== Segment start ==

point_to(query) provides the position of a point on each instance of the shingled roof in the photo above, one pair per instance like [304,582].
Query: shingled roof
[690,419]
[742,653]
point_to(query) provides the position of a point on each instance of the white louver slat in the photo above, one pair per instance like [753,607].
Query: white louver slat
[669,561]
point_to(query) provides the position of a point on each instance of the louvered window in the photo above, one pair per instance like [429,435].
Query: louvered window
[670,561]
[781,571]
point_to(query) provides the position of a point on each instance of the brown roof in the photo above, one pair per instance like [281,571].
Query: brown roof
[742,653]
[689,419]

== Segment end ==
== Segment start ==

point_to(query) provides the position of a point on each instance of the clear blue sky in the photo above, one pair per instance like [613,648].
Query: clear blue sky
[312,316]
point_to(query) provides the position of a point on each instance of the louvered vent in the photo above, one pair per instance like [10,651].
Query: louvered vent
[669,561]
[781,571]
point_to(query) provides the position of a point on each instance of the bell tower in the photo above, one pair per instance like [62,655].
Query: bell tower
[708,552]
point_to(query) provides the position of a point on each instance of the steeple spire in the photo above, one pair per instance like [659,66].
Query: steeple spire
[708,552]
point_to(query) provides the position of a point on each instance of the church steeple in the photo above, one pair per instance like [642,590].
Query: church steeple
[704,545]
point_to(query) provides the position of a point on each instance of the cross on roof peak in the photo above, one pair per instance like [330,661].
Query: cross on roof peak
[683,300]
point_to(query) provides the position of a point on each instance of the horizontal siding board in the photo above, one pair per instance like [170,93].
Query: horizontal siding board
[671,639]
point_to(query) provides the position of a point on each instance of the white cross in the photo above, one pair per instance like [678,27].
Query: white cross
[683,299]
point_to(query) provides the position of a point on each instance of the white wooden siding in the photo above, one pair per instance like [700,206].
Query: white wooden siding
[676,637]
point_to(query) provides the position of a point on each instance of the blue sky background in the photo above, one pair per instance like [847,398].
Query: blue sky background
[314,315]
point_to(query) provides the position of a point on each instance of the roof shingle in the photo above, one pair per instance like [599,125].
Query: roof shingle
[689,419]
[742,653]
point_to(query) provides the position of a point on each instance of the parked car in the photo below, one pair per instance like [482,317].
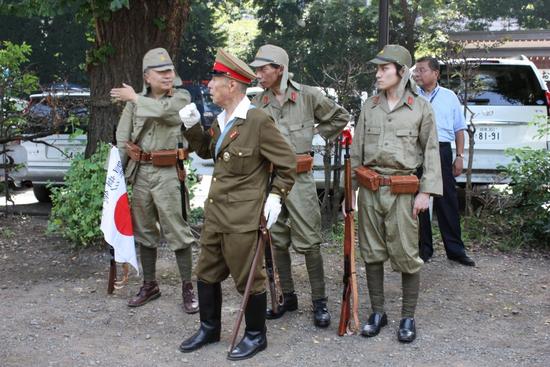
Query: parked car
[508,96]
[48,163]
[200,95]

== Segment end ==

From the data above, reproduce word for word the lines running from the line with "Query: cross on roof peak" to the line with "instance like [700,206].", ends included.

Answer for this exercise ->
Query: cross on roof peak
[683,300]
point_to(query) provides the position of a point on each instance of the horizontal siding board in the photo above, one pair per instance like [170,93].
Query: horizontal siding board
[671,639]
point_to(query) provides the position of a point on each instance of the white cross in the photo above, one pair per instance like [678,27].
Query: white cross
[683,299]
point_to(query) provides the position of a point on each instance of the white wooden siding in the photo above, one pair per instance like [700,206].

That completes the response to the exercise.